All lines from the one containing "One point belongs on each instance of the cranial" through the final line of the material below must appear exactly as they are, with nothing else.
----
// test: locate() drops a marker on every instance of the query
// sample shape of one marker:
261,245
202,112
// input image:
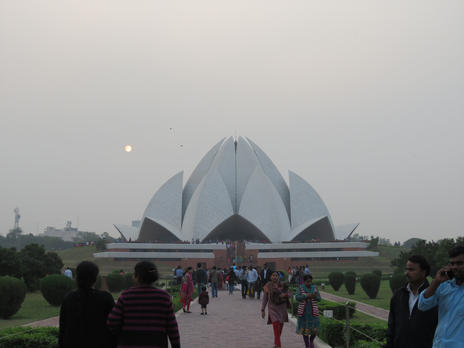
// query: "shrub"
336,280
333,332
339,311
350,282
128,280
115,281
397,281
12,294
370,283
27,337
55,287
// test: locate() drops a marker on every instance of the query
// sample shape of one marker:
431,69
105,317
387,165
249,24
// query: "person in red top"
203,300
144,316
276,298
186,291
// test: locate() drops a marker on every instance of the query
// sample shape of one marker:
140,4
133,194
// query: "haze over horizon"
364,100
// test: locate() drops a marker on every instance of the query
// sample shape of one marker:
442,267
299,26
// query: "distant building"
67,233
236,194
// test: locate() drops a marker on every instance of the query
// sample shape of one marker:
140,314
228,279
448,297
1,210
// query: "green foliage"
9,262
49,243
55,287
333,332
115,282
339,310
128,280
336,280
350,282
36,264
27,337
397,281
436,253
12,294
370,283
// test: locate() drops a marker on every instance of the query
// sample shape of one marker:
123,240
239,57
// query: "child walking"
203,300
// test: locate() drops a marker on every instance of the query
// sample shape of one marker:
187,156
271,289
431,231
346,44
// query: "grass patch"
33,308
382,300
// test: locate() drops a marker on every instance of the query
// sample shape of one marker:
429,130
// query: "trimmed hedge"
337,308
333,332
336,280
350,282
55,287
27,337
12,294
370,283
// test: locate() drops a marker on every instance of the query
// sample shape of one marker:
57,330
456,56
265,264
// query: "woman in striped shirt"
144,316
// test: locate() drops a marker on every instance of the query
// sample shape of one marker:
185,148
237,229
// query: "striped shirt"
144,317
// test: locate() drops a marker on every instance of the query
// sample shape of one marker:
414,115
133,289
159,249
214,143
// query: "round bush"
115,281
55,287
12,294
370,283
336,280
397,281
350,282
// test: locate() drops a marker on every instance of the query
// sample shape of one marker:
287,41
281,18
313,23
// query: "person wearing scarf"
276,298
308,313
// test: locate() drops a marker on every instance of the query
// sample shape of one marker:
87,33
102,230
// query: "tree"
9,263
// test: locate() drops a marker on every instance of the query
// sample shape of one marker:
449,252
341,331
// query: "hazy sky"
363,99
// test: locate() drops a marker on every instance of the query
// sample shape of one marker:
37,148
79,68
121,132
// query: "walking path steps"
373,311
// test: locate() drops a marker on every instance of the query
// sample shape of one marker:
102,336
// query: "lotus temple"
236,207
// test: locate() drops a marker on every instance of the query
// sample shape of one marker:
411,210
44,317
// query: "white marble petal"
209,206
343,232
246,164
198,174
166,205
273,174
262,205
305,203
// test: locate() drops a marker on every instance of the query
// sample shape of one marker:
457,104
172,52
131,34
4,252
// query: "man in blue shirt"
447,292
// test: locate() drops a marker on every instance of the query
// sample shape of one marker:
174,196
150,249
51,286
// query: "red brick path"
231,323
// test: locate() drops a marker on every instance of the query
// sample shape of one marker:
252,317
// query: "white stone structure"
236,193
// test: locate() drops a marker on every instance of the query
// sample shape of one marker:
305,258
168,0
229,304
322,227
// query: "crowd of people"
421,314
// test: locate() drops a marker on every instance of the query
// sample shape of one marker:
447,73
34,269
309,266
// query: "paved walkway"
373,311
231,323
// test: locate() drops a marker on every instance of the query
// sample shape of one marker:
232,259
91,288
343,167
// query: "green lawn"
33,308
382,300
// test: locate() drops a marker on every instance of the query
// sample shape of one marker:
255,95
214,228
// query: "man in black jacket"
408,327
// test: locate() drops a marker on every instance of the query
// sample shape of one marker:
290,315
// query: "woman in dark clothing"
84,311
144,315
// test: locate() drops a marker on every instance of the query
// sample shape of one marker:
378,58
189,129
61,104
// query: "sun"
128,148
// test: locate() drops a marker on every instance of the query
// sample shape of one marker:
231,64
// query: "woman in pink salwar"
276,299
186,291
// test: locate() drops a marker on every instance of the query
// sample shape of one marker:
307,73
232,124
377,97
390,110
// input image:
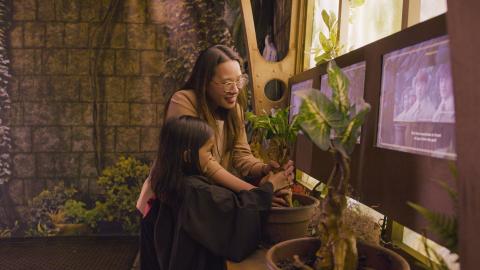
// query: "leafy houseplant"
330,46
333,125
274,131
43,210
445,226
121,185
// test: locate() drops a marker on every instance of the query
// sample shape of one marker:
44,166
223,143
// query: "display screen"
356,76
417,113
296,101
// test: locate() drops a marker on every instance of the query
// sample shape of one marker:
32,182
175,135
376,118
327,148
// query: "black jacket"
213,224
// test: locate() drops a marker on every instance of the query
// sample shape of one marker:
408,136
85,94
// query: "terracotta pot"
375,257
285,223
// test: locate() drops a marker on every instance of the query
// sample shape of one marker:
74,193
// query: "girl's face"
205,153
223,90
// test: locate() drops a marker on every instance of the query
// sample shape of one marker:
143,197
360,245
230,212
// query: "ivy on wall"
99,43
5,139
198,25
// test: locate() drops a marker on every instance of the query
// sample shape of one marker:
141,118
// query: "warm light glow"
432,8
319,25
372,20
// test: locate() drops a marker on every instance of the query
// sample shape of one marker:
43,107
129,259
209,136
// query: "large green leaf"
339,84
326,18
443,225
351,133
319,115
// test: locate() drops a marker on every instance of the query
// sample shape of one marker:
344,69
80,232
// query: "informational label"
417,113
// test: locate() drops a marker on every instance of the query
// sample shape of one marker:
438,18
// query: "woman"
194,224
213,93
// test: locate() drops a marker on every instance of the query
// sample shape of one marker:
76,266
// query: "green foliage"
442,224
275,131
121,184
76,212
6,232
332,124
41,208
330,46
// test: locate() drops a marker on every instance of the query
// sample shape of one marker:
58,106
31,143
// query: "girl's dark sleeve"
227,224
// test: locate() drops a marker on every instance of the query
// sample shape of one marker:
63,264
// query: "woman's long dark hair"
202,74
180,140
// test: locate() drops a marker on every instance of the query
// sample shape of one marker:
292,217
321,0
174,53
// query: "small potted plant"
272,140
333,125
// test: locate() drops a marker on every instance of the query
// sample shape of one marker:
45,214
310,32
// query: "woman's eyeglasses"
229,86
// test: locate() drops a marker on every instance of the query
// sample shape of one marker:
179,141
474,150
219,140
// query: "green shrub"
121,185
38,216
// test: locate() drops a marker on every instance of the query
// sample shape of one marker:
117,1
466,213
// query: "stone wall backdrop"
53,103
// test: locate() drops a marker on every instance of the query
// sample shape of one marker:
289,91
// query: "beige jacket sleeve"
183,102
242,158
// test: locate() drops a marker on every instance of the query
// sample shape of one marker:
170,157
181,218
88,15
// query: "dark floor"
82,253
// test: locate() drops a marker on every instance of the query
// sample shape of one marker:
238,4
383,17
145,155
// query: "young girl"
215,92
193,223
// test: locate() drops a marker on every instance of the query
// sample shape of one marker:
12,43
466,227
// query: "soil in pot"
370,257
286,223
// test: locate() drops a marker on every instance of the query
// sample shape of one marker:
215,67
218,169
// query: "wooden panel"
463,22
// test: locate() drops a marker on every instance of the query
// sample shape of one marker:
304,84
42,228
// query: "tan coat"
240,158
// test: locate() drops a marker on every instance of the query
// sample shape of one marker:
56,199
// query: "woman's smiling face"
223,90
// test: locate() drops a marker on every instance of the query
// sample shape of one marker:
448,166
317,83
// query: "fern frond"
443,225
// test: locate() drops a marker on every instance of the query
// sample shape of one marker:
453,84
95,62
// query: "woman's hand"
278,180
272,165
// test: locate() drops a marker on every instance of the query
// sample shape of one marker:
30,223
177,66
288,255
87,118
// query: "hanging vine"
100,41
5,103
5,106
197,26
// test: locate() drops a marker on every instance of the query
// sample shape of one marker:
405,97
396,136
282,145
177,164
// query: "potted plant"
333,125
272,140
68,226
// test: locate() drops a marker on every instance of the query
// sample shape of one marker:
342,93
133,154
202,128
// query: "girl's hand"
269,167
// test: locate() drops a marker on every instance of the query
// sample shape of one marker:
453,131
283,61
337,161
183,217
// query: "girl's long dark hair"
202,74
180,140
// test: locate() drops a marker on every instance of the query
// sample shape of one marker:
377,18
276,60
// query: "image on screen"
296,101
356,75
417,113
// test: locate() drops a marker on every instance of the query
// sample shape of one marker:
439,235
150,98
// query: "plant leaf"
319,116
351,133
326,18
339,84
443,225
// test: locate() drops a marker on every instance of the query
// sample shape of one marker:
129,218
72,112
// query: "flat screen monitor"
356,76
296,101
417,112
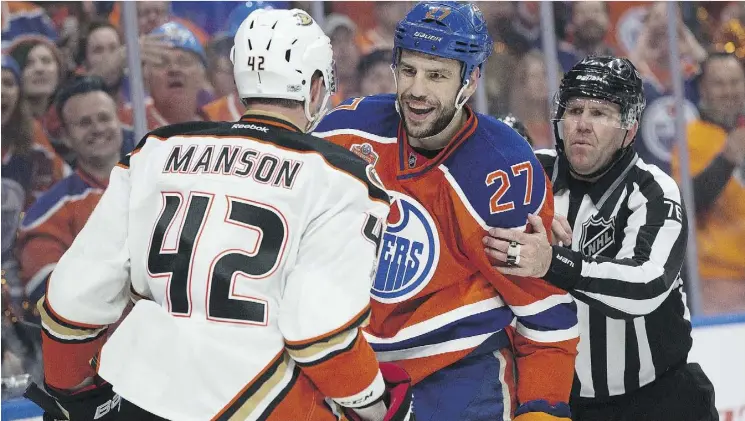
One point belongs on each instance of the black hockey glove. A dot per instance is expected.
(99, 404)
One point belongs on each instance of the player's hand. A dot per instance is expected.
(398, 395)
(533, 249)
(562, 231)
(99, 403)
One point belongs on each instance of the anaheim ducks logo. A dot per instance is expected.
(410, 250)
(303, 19)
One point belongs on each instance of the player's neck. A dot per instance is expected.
(294, 116)
(100, 170)
(441, 140)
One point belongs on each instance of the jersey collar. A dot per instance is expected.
(599, 190)
(272, 119)
(422, 164)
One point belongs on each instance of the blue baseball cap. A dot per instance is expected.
(181, 37)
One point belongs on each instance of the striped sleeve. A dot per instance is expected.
(647, 267)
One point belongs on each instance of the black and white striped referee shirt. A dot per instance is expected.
(628, 243)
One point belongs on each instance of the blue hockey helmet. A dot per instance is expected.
(445, 29)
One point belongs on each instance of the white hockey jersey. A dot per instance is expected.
(250, 248)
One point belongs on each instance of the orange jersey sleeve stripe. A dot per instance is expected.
(351, 369)
(358, 320)
(66, 350)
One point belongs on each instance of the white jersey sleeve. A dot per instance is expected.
(250, 249)
(326, 298)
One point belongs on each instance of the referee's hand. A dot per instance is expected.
(534, 249)
(562, 231)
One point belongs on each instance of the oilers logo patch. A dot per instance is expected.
(410, 250)
(366, 152)
(597, 235)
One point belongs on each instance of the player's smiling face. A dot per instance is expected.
(427, 87)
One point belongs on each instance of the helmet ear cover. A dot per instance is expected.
(602, 78)
(445, 29)
(276, 53)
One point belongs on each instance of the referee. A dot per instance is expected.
(619, 250)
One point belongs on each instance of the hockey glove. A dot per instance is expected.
(541, 410)
(398, 397)
(99, 403)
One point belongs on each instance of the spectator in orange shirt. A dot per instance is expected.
(387, 15)
(342, 32)
(174, 79)
(92, 130)
(28, 158)
(716, 145)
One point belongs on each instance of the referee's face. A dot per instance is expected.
(592, 133)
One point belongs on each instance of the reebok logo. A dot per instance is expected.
(360, 401)
(108, 406)
(565, 260)
(250, 126)
(427, 36)
(591, 77)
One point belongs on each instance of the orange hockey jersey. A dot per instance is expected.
(436, 297)
(50, 226)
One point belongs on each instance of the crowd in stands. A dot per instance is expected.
(67, 110)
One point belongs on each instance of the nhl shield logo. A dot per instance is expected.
(366, 152)
(597, 235)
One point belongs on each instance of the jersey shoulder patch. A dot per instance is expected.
(371, 116)
(498, 174)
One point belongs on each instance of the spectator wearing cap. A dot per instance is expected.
(174, 79)
(387, 15)
(342, 32)
(587, 28)
(374, 72)
(528, 98)
(651, 56)
(23, 18)
(716, 143)
(228, 106)
(102, 53)
(28, 158)
(92, 131)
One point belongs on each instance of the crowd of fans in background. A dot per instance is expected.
(67, 110)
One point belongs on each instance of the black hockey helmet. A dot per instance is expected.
(605, 78)
(517, 125)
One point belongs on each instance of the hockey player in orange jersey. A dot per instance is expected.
(249, 248)
(439, 308)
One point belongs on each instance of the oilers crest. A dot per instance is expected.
(410, 250)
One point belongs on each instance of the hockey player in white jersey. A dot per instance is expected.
(249, 248)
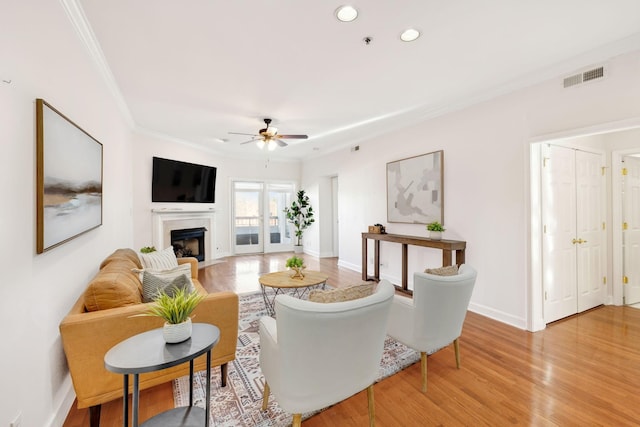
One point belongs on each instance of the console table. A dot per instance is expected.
(148, 352)
(446, 246)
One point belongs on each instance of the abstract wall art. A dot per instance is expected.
(415, 189)
(69, 179)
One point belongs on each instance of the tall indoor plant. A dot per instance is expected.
(300, 214)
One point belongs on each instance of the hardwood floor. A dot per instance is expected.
(584, 370)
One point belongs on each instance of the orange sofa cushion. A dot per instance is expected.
(115, 285)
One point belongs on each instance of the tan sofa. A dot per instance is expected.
(115, 295)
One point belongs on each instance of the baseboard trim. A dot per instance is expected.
(62, 411)
(498, 315)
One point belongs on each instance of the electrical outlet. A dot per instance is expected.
(17, 421)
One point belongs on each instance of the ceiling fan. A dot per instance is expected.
(269, 137)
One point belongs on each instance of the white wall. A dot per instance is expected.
(43, 58)
(145, 147)
(486, 179)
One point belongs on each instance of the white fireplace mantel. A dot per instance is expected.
(167, 219)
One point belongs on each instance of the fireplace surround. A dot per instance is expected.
(167, 220)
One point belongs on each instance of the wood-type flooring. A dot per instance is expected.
(580, 371)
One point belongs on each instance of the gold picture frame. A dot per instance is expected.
(69, 179)
(415, 189)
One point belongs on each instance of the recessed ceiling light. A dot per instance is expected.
(346, 13)
(409, 35)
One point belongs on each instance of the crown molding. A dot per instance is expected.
(85, 33)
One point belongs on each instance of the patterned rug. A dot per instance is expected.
(239, 403)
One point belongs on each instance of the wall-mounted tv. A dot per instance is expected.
(175, 181)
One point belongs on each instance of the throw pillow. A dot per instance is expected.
(449, 270)
(152, 285)
(342, 294)
(181, 270)
(159, 260)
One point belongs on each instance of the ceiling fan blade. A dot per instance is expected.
(292, 136)
(238, 133)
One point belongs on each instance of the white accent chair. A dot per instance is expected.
(433, 318)
(314, 355)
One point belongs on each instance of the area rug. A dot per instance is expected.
(239, 403)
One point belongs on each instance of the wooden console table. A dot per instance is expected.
(446, 246)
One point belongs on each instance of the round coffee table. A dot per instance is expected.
(281, 282)
(148, 352)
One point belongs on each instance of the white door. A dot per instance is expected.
(573, 242)
(277, 232)
(247, 217)
(590, 226)
(259, 223)
(631, 229)
(559, 229)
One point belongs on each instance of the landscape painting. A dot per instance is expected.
(69, 179)
(414, 189)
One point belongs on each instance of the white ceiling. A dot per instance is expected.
(195, 70)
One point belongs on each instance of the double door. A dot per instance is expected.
(573, 216)
(259, 223)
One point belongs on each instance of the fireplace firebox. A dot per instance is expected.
(189, 242)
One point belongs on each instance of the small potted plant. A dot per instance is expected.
(175, 307)
(297, 265)
(435, 230)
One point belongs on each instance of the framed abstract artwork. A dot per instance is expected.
(415, 189)
(69, 179)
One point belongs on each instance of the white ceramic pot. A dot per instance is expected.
(175, 333)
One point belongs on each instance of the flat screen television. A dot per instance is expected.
(175, 181)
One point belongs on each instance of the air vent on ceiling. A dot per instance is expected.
(593, 74)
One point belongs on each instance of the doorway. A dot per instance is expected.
(253, 202)
(573, 230)
(630, 174)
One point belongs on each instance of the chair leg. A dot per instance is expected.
(224, 368)
(423, 368)
(94, 415)
(265, 397)
(372, 406)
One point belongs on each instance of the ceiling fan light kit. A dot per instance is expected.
(346, 13)
(269, 136)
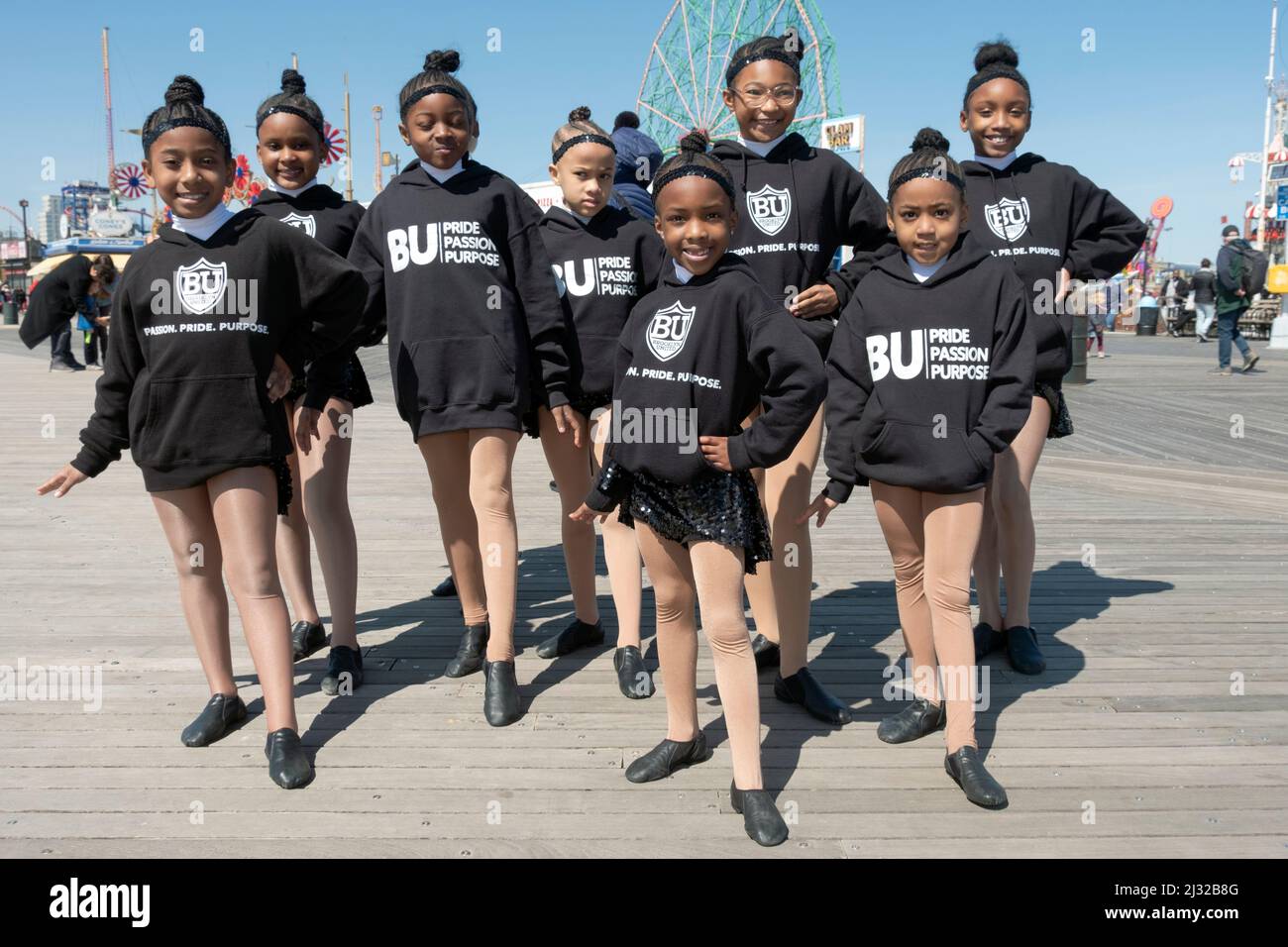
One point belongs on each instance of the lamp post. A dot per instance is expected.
(26, 245)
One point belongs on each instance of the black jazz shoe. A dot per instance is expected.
(632, 677)
(579, 634)
(765, 652)
(469, 655)
(987, 639)
(913, 722)
(668, 757)
(307, 638)
(760, 817)
(1021, 647)
(967, 771)
(343, 661)
(500, 693)
(804, 688)
(287, 763)
(222, 714)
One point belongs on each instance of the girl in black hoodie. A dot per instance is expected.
(797, 206)
(458, 272)
(322, 399)
(604, 260)
(696, 356)
(207, 326)
(928, 377)
(1052, 226)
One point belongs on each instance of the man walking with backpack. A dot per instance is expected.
(1240, 272)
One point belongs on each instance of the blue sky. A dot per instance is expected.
(1170, 93)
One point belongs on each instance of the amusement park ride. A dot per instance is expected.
(684, 72)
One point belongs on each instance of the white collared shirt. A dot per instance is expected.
(439, 174)
(760, 147)
(202, 227)
(997, 163)
(923, 270)
(291, 192)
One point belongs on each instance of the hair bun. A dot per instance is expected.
(697, 142)
(928, 138)
(443, 60)
(997, 53)
(184, 89)
(794, 38)
(292, 82)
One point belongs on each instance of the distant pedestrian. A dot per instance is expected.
(1232, 299)
(1205, 299)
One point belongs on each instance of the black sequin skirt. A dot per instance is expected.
(352, 385)
(1061, 424)
(719, 506)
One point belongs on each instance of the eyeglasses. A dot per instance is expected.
(755, 97)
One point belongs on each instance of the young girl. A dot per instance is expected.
(456, 268)
(798, 205)
(928, 377)
(320, 402)
(1051, 224)
(703, 350)
(604, 261)
(209, 322)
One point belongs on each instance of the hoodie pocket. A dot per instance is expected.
(204, 420)
(460, 369)
(910, 455)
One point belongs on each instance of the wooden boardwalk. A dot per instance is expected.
(1159, 729)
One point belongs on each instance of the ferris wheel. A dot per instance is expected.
(684, 73)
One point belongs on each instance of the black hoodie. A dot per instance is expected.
(194, 329)
(333, 221)
(716, 346)
(927, 381)
(797, 206)
(1044, 217)
(601, 266)
(463, 282)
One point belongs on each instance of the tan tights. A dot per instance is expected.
(469, 472)
(226, 526)
(780, 591)
(712, 574)
(931, 540)
(575, 470)
(322, 506)
(1008, 544)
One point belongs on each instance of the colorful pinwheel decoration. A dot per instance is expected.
(241, 178)
(334, 144)
(129, 180)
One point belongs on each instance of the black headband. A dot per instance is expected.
(168, 124)
(429, 90)
(990, 73)
(925, 171)
(290, 110)
(692, 170)
(581, 140)
(769, 53)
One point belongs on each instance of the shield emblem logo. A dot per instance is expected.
(769, 209)
(201, 285)
(305, 223)
(1008, 219)
(669, 329)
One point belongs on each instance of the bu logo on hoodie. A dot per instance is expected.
(669, 329)
(769, 209)
(305, 223)
(201, 285)
(1008, 219)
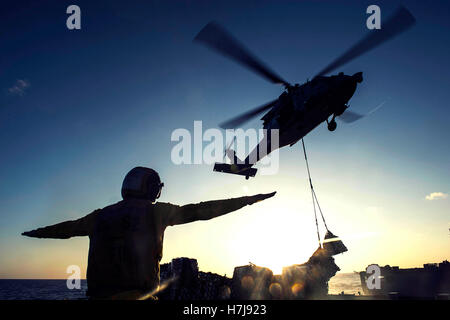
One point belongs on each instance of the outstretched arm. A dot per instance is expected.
(211, 209)
(65, 230)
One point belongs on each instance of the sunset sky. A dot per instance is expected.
(80, 108)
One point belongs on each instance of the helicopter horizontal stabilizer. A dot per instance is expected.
(239, 169)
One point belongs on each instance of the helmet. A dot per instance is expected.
(142, 183)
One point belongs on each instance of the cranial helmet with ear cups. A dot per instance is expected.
(142, 183)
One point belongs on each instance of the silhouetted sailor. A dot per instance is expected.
(126, 238)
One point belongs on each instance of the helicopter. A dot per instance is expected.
(300, 108)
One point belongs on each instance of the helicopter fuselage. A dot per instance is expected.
(301, 108)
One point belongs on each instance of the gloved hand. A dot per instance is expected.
(260, 197)
(30, 233)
----
Exercise answer:
One point belongs on each instance of the cranial helmet with ear cups. A dot per instance is expected.
(142, 183)
One point belongs on each instance of the silhouetted sailor. A dot per instance is expected.
(126, 238)
One point belongs on each instance of the helicopter. A dot per instance is expected.
(300, 108)
One point belongs on each instance of the helicopter fuselage. A dot per instance is expected.
(301, 108)
One point belongs on each instance of the gloved hand. A dot per instance is expected.
(260, 197)
(30, 233)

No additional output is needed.